Filter the lines and keep each one containing the word "sofa", matching case exactly.

Region labeling lines:
— start —

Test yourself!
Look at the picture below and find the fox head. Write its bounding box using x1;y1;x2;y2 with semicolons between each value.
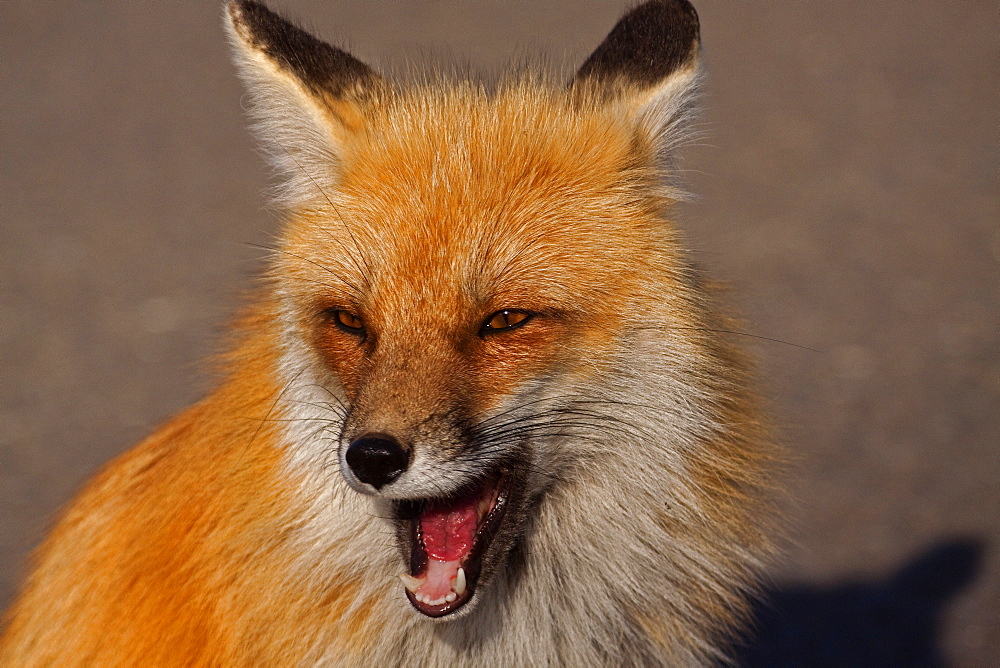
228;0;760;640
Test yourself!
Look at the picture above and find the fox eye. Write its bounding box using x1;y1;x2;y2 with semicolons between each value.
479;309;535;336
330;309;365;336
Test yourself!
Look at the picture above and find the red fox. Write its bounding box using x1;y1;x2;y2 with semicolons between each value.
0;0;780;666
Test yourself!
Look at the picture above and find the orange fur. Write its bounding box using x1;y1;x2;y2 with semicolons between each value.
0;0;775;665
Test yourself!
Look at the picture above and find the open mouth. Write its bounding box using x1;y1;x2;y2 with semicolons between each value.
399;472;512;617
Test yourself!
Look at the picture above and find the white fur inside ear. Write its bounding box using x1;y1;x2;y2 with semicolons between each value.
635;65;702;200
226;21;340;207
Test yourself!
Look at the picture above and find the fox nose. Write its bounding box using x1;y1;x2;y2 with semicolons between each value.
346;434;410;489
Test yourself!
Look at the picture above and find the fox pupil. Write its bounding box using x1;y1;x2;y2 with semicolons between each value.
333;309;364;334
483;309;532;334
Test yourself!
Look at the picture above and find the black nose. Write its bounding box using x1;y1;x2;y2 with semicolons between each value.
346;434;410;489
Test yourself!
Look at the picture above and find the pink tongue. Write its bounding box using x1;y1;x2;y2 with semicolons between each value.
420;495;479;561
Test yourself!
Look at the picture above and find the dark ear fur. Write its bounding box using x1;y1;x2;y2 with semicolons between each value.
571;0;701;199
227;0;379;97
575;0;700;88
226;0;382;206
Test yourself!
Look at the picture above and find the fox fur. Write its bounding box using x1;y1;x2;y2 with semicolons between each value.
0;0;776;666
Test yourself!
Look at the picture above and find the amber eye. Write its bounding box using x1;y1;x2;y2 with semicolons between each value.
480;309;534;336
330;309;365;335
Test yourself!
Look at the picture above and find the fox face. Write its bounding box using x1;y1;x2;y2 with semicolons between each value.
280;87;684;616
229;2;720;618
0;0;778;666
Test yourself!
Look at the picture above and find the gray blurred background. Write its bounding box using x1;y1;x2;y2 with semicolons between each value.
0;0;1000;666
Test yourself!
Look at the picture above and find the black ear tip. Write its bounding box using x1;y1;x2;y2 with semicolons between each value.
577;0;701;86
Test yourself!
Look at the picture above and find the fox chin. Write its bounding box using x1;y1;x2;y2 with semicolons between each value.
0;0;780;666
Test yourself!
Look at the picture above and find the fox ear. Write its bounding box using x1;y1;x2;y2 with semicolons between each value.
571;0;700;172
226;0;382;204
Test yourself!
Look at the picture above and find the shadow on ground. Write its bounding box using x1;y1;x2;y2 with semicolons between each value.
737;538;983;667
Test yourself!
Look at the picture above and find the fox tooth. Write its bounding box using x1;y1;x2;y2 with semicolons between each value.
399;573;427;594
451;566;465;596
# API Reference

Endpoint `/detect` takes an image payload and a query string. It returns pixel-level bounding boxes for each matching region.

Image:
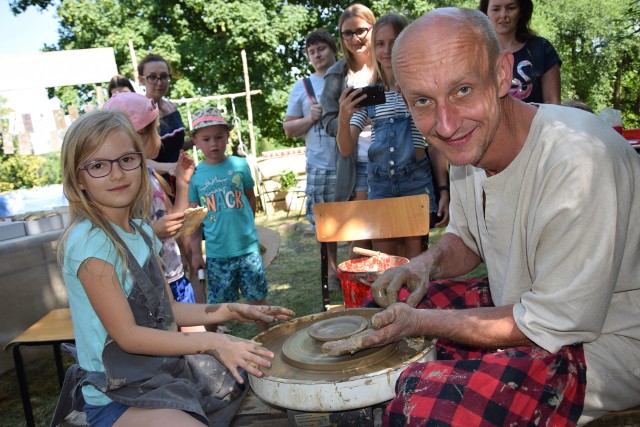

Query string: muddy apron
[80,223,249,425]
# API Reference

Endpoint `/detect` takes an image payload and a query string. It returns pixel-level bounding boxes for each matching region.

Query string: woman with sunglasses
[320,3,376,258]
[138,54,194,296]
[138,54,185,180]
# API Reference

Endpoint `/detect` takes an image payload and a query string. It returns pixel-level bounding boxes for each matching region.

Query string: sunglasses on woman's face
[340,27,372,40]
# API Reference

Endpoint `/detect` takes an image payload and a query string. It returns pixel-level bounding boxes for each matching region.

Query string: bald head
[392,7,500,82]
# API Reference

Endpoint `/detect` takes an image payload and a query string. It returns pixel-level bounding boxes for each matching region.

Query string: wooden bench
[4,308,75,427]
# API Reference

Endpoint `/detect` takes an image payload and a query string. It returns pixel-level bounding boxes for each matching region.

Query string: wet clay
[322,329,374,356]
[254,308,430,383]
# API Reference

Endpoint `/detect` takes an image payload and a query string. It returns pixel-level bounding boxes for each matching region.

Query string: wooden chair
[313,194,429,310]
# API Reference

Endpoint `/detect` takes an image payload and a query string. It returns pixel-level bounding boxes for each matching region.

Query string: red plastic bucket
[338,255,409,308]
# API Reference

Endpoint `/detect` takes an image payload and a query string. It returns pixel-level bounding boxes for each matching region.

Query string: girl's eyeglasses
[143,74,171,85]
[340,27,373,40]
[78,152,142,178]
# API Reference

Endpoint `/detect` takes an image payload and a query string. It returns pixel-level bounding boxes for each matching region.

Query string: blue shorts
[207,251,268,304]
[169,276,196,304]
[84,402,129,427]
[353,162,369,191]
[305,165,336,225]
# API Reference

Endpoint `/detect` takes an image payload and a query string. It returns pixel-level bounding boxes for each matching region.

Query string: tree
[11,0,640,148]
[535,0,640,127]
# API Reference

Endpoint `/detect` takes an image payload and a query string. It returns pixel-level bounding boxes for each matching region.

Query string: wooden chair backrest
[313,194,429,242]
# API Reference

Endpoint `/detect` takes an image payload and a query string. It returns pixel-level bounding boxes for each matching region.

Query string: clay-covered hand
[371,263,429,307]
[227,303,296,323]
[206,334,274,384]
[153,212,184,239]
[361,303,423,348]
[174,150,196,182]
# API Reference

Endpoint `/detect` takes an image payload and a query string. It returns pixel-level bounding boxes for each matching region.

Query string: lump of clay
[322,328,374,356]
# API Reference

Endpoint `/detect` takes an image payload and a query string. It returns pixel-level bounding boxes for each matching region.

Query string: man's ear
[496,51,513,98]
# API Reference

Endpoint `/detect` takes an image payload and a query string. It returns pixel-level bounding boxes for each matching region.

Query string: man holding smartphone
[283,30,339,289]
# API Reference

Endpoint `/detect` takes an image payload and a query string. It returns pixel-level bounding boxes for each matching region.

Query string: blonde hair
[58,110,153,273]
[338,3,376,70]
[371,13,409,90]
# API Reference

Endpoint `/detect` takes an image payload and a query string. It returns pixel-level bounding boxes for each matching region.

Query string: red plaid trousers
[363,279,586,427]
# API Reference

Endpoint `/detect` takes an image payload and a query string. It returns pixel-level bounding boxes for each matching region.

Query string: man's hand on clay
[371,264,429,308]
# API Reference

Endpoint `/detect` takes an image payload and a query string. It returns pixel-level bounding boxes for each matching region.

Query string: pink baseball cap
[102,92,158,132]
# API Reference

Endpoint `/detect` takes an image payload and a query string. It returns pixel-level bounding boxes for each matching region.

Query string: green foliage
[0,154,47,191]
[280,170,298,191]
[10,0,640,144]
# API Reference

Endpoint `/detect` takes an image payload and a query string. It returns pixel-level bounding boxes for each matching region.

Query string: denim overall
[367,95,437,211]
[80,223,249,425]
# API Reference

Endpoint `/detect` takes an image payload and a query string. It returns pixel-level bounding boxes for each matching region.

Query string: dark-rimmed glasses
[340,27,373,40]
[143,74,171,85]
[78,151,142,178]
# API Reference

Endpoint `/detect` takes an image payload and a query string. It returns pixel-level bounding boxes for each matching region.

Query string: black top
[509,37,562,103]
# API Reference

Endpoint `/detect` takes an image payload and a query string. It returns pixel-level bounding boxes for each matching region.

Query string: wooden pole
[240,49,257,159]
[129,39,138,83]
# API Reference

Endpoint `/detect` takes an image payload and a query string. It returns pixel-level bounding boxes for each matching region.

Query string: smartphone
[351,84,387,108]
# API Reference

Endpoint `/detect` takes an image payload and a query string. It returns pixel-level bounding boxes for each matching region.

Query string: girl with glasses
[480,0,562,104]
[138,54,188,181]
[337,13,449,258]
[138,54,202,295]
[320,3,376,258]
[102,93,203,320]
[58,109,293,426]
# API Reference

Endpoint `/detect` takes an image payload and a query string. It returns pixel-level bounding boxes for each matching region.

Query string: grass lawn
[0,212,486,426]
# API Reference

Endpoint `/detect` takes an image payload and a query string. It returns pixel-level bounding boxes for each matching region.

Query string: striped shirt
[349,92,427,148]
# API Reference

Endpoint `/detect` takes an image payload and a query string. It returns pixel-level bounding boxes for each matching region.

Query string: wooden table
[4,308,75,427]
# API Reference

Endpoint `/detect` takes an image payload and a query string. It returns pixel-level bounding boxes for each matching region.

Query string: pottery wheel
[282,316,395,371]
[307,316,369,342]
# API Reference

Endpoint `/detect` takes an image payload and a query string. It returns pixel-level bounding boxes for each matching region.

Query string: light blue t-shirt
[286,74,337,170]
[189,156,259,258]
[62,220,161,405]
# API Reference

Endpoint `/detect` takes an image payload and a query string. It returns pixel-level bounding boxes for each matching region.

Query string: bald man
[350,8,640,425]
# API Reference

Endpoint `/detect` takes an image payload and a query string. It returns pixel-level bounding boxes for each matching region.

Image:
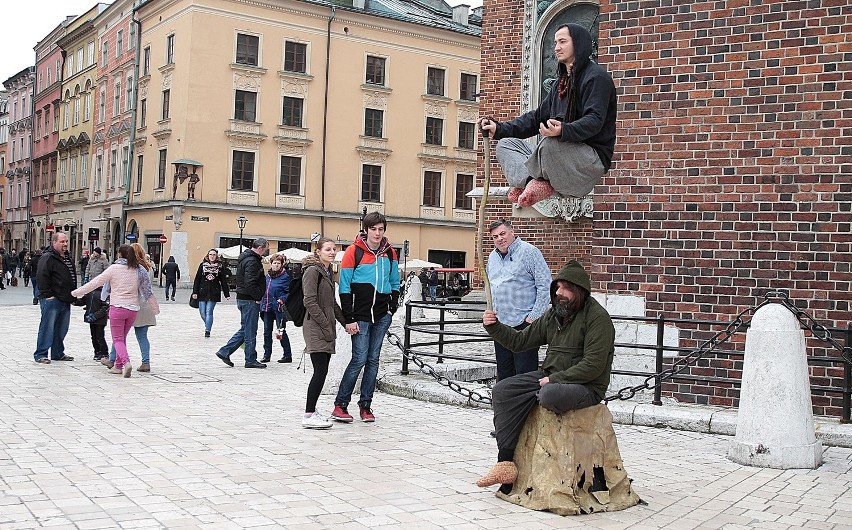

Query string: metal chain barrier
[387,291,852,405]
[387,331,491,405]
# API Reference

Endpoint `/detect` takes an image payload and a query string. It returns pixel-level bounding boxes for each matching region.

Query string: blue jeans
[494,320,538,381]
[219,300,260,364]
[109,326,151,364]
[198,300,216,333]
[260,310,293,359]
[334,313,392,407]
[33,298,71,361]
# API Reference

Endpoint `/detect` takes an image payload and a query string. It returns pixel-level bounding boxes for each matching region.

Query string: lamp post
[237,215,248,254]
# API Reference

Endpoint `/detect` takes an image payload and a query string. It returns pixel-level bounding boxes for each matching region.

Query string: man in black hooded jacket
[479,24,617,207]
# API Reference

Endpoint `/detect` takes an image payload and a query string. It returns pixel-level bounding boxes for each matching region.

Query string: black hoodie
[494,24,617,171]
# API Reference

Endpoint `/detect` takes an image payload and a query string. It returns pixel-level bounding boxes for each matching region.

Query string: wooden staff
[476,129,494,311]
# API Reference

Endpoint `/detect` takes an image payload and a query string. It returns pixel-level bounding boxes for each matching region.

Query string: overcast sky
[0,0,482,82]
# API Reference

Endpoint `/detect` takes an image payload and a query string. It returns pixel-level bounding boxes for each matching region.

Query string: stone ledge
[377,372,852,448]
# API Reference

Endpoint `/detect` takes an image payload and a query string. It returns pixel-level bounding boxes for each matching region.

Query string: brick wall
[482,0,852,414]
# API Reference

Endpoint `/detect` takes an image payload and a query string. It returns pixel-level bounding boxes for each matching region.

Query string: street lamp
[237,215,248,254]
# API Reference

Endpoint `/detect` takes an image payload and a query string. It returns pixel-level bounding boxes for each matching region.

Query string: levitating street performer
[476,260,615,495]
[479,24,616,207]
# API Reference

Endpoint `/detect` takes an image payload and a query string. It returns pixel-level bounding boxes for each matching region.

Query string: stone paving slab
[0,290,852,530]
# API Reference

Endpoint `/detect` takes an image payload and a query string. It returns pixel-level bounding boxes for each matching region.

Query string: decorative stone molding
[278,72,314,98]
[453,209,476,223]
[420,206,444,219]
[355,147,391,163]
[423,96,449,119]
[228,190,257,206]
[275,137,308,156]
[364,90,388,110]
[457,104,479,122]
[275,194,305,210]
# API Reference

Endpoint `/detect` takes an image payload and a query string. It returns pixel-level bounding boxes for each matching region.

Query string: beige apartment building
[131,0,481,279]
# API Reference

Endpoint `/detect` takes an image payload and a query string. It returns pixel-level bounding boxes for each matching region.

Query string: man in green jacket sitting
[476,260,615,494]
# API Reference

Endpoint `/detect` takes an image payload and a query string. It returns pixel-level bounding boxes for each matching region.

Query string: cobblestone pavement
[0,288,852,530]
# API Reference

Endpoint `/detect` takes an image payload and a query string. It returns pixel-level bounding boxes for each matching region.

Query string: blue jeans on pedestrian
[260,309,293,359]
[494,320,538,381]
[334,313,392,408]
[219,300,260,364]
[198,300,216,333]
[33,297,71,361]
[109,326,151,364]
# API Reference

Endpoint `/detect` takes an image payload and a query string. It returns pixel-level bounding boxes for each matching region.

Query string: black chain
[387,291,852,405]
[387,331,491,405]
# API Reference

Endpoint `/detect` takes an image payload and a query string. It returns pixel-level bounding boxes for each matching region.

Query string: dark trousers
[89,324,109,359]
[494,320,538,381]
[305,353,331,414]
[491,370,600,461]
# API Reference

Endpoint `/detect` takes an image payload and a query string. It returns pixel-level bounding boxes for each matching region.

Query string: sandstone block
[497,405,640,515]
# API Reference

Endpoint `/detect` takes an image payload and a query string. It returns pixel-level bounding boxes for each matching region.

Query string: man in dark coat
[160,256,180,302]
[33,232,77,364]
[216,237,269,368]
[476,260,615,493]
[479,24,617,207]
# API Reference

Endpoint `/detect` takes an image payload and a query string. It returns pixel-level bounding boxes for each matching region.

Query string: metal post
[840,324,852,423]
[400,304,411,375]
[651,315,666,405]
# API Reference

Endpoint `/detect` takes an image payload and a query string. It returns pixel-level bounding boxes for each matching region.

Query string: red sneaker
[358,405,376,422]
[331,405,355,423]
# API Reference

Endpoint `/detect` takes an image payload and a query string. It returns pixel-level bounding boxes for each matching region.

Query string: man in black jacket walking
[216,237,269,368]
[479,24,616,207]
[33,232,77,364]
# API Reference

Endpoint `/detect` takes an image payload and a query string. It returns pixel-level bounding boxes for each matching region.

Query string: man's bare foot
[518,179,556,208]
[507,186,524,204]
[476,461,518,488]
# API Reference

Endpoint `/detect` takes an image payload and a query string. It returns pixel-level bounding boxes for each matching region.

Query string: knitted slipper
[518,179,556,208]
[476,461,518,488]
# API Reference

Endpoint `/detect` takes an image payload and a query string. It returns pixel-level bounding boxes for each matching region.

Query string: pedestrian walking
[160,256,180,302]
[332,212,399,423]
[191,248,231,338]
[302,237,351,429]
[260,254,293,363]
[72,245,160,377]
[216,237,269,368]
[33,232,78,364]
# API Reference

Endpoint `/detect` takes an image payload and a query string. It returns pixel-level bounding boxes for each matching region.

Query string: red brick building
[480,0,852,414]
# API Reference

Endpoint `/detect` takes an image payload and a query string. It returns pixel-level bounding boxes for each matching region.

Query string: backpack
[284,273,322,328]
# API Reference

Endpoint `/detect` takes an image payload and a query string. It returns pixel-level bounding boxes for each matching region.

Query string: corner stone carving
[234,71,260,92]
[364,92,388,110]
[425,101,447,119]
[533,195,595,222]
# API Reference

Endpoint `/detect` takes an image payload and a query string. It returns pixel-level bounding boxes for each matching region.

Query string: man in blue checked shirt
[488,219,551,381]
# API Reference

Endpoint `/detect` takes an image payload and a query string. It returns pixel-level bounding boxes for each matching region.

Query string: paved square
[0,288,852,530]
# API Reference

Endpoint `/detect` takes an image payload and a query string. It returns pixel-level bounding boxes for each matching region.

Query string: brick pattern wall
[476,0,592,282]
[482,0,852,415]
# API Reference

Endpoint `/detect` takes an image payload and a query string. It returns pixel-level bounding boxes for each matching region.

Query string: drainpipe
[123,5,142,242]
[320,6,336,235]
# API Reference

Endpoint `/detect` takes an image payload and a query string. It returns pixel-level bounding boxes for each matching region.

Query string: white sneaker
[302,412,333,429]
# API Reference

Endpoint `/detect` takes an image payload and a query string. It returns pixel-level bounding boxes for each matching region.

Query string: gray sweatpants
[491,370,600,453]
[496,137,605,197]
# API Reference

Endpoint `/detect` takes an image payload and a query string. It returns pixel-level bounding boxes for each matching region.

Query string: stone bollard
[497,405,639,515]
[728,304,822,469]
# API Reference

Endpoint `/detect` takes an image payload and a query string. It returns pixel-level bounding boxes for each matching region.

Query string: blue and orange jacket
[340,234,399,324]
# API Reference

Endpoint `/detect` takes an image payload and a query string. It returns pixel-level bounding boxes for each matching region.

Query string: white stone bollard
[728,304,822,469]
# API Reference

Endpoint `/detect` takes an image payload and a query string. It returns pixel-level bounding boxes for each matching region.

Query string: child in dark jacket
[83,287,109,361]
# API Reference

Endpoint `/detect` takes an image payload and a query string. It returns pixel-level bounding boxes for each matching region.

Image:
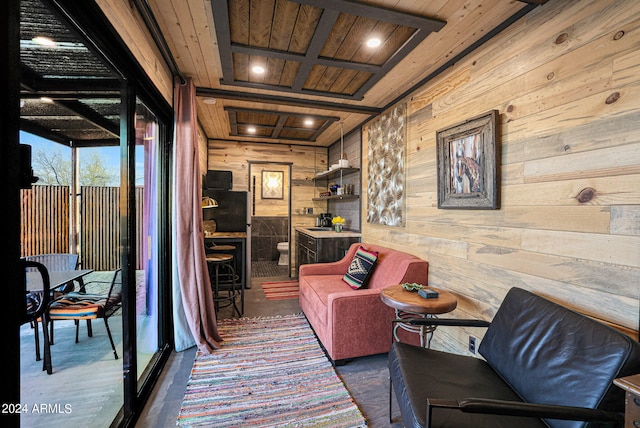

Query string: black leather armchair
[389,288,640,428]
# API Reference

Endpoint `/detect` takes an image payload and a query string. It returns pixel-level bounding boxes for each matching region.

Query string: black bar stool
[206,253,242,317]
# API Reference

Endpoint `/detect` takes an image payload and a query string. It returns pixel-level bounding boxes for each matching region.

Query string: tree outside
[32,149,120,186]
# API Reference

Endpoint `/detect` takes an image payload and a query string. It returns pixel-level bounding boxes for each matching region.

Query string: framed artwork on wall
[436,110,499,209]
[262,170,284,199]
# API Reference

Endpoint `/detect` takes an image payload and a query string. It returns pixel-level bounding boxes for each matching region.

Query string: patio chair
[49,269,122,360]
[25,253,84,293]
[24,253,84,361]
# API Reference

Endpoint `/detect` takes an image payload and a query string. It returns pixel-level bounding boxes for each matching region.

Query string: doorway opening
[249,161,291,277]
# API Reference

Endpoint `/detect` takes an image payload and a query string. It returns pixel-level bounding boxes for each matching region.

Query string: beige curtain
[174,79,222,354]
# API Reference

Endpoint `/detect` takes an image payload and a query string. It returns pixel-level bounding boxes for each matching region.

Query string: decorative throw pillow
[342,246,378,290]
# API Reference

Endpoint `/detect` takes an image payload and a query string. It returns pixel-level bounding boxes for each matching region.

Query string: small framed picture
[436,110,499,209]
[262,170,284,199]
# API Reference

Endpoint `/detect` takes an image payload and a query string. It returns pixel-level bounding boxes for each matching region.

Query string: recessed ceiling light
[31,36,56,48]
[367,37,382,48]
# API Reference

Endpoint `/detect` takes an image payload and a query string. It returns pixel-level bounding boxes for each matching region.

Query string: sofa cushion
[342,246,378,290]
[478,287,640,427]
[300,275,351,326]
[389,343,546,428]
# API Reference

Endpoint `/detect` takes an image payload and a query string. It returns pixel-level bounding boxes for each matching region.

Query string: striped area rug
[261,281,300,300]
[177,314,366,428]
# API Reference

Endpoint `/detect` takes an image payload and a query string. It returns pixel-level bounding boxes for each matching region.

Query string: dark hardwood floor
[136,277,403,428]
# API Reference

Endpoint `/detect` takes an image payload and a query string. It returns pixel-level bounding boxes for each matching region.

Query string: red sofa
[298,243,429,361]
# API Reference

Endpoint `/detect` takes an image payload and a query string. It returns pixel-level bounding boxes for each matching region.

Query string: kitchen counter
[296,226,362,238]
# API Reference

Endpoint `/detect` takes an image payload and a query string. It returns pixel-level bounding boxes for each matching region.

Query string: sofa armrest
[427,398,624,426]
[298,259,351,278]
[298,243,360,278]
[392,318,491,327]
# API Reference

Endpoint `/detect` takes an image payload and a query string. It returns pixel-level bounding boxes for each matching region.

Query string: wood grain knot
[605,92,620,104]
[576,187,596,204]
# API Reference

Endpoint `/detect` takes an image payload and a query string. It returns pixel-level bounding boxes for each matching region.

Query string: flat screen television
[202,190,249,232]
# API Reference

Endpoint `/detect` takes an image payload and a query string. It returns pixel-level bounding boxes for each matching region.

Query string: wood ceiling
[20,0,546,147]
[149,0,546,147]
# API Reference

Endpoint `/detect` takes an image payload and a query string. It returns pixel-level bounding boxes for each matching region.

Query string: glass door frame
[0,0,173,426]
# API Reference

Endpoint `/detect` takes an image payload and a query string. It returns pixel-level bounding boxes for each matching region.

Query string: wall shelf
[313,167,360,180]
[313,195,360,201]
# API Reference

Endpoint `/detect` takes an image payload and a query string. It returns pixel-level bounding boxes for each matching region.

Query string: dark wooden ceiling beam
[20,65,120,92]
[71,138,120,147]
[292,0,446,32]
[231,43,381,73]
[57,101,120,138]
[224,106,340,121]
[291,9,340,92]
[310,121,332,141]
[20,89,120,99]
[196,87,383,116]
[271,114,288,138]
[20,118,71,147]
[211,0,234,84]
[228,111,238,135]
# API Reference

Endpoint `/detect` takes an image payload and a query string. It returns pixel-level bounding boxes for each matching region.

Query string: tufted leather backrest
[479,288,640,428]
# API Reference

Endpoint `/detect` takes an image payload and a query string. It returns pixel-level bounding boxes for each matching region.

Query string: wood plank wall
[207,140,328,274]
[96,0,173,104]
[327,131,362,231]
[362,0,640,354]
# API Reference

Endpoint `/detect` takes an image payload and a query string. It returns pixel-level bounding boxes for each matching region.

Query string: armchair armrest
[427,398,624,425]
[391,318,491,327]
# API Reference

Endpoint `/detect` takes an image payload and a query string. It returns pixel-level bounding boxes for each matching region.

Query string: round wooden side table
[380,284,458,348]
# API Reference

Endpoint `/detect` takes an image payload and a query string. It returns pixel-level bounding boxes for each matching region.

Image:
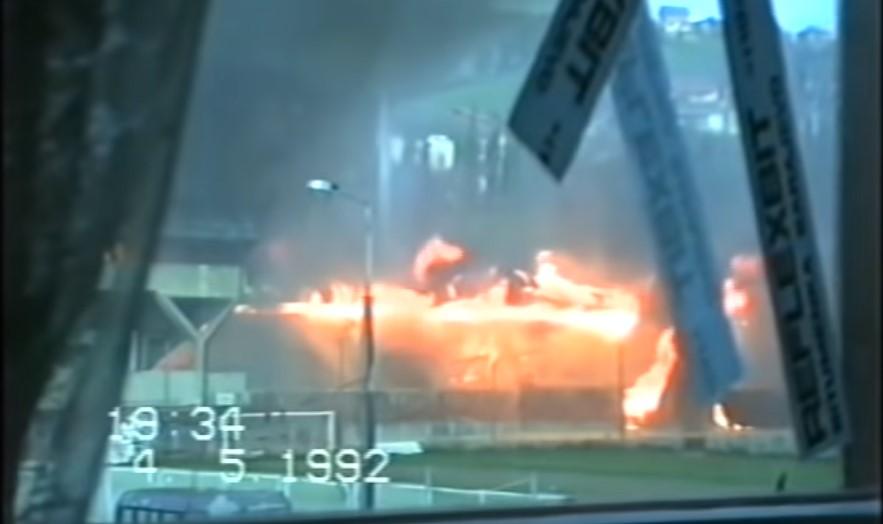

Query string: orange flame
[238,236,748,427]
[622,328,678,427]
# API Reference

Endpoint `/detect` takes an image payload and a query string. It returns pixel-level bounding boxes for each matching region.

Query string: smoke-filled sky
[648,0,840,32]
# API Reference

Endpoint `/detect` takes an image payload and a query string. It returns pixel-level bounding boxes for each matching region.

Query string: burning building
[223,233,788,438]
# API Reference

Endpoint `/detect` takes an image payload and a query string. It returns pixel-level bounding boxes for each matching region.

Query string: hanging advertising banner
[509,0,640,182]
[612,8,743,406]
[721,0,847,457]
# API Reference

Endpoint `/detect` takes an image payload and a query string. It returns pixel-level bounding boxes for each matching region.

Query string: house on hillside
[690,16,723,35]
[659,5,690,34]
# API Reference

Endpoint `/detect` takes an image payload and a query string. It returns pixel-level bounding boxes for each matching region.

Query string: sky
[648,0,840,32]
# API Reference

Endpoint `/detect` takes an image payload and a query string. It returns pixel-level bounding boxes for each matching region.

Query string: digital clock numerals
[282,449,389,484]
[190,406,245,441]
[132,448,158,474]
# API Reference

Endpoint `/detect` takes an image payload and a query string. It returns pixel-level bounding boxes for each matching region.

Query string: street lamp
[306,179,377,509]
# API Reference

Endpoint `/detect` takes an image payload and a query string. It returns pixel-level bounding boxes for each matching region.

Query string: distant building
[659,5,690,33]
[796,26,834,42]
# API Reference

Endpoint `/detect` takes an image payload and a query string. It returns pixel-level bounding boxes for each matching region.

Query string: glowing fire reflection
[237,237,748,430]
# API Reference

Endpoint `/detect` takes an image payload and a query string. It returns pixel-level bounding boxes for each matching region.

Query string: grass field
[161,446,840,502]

— end —

• **Exercise response**
Query string: sofa cushion
Query string: red sofa
Query string: sofa armrest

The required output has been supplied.